* _Provided records_:
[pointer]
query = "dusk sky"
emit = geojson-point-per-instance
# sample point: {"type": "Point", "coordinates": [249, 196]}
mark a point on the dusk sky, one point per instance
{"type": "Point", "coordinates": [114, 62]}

* _What the task asks_: Print out the whole listing, with every line exactly as it appears.

* _Written response_:
[pointer]
query = "dusk sky"
emit = geojson-point-per-instance
# sample point: {"type": "Point", "coordinates": [249, 196]}
mark a point on the dusk sky, one point per instance
{"type": "Point", "coordinates": [114, 62]}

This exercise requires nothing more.